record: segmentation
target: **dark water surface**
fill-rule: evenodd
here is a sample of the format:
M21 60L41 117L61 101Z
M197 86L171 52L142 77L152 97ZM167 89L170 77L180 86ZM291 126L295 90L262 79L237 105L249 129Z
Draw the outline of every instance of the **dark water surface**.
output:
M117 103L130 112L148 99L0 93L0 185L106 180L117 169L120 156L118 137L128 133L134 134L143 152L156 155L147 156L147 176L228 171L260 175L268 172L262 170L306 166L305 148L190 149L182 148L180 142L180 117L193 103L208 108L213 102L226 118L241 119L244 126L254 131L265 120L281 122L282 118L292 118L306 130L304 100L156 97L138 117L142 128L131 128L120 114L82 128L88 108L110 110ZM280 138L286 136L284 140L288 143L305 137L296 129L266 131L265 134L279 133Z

§ §

Goal. Please copy the material above line for line, changing nothing.

Solution to this task.
record: segmentation
target: **dark water surface**
fill-rule: evenodd
here is a sample of the format:
M21 60L41 117L61 101Z
M197 86L171 52L142 77L152 97ZM167 89L170 77L180 86ZM291 126L295 90L262 79L237 105L249 129Z
Draw the outline of every instance of the **dark water surface**.
output:
M117 103L130 112L148 99L0 93L0 185L106 180L117 169L120 156L118 137L128 133L134 134L143 152L156 155L147 156L147 176L228 171L260 175L268 172L262 170L306 166L305 148L190 149L182 148L180 142L180 117L193 103L208 108L213 102L226 118L241 119L244 126L254 131L265 120L281 122L282 118L292 118L306 130L304 100L156 97L138 117L142 128L131 128L120 114L82 128L88 108L110 110ZM280 138L286 136L284 140L288 143L305 137L296 129L266 131L265 134L279 133Z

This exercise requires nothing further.